◆ Exercise requirements
1. In the flight price notebook, between which dates were the one-way flights in the dataset found on Expedia?
2. Output the passage of the flight price notebook starting with "- searchMonth: Month" and going on through "the starting airport.".

◆ Text extract
▼
# Flights Price Analysis 

The goal of this notebook is to run some analysis on a dataset that contains one-way flights found on Expedia between 2022-04-16 and 2022-10-05 (you can find it at this [link](https://www.kaggle.com/datasets/dilwong/flightprices)).

In [1]:
//val bucketname = "unibo-bd2223-paolopenazzi"
val bucketname = "unibo-bd2223-vfolin"

VBox()

Starting Spark application


ID,YARN Application ID,Kind,State,Spark UI,Driver log,User,Current session?
0,application_1677139979838_0001,spark,idle,Link,Link,,✔


FloatProgress(value=0.0, bar_style='info', description='Progress:', layout=Layout(height='25px', width='50%'),…

SparkSession available as 'spark'.


FloatProgress(value=0.0, bar_style='info', description='Progress:', layout=Layout(height='25px', width='50%'),…

bucketname: String = unibo-bd2223-vfolin


## Data Preparation

The following columns will be kept and created:
- flightID: Identifier for the flight.
- searchDate: Date the record was obtained from Expedia.
- searchMonth: Month the record was obtained from Expedia.
- searchDay: Day the record was obtained from Expedia.
- flightDate: The date of the flight.
- flightMonth: The month of the flight.
- flightDay: The day of the flight.
- startingAirport: 3-letter code for the starting airport.
- destinationAirport: 3-letter code for the destination airport.
- duration: Travel duration in minutes.
- isEconomy: Is basic economy?
- isRefundable: Is the ticket refundable?
- isNonStop: Is the flight non-stop?
- baseFare: Price of the ticket (not including taxes).
- totalFare: Price of the ticket, including taxes and fees.
- seatsRemaining: Number of remaining seats.
- travelDistance: The total travel distance in miles.
▲
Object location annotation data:
▼
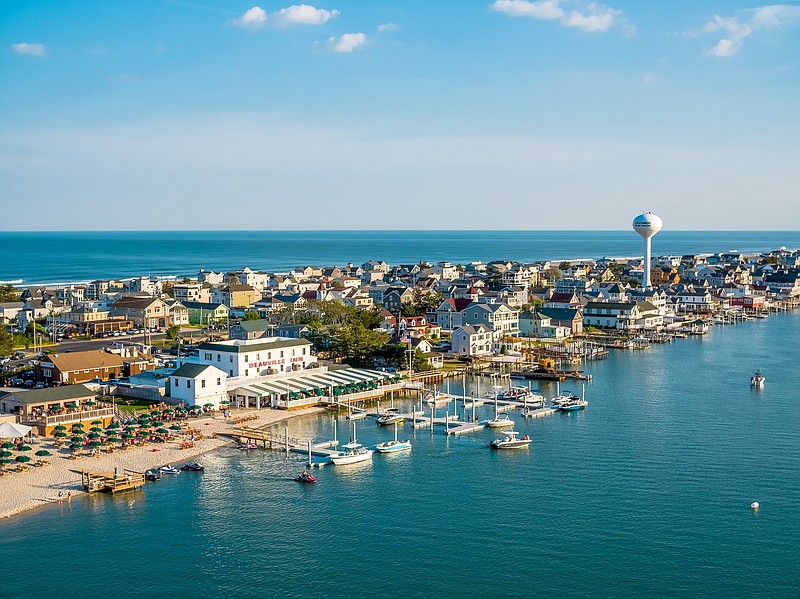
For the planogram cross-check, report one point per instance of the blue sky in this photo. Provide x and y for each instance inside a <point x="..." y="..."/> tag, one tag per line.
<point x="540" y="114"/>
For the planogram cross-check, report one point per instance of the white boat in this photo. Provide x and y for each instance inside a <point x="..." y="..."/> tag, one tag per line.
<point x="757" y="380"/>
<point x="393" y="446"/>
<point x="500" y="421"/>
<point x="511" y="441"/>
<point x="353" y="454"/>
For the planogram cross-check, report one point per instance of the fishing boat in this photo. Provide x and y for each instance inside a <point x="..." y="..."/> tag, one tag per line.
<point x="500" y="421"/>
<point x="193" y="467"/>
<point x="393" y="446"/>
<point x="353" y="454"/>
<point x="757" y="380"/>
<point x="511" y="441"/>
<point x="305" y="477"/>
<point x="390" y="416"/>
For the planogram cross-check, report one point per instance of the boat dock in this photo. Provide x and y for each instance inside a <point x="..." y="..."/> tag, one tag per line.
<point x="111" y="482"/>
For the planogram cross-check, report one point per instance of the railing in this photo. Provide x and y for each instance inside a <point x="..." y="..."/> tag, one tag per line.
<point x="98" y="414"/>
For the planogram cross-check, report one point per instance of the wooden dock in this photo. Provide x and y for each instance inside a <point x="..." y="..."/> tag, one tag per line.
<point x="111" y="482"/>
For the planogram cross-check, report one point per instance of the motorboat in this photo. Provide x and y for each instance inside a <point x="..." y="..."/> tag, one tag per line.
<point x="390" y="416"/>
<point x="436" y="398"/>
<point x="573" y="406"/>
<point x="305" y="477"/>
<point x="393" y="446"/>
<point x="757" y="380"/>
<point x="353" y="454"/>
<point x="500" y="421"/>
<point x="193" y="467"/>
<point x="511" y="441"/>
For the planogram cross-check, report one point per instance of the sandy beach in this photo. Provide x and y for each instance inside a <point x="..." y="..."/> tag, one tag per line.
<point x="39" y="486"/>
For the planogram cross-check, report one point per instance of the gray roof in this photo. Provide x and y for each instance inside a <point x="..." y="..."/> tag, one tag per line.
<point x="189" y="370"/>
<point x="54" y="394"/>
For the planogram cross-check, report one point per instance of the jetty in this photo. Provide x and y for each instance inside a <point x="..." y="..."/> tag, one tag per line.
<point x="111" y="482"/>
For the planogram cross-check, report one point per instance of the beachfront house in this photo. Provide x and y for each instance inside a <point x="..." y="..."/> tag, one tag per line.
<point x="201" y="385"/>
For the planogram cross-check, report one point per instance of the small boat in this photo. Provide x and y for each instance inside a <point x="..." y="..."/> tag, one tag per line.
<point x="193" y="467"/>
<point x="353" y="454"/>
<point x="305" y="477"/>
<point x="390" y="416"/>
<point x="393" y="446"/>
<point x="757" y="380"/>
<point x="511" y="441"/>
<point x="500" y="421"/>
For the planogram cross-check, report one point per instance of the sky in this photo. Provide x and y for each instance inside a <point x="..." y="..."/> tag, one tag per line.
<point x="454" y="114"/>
▲
◆ Solved tasks
1. Between 2022-04-16 and 2022-10-05.

2.
- searchMonth: Month the record was obtained from Expedia.
- searchDay: Day the record was obtained from Expedia.
- flightDate: The date of the flight.
- flightMonth: The month of the flight.
- flightDay: The day of the flight.
- startingAirport: 3-letter code for the starting airport.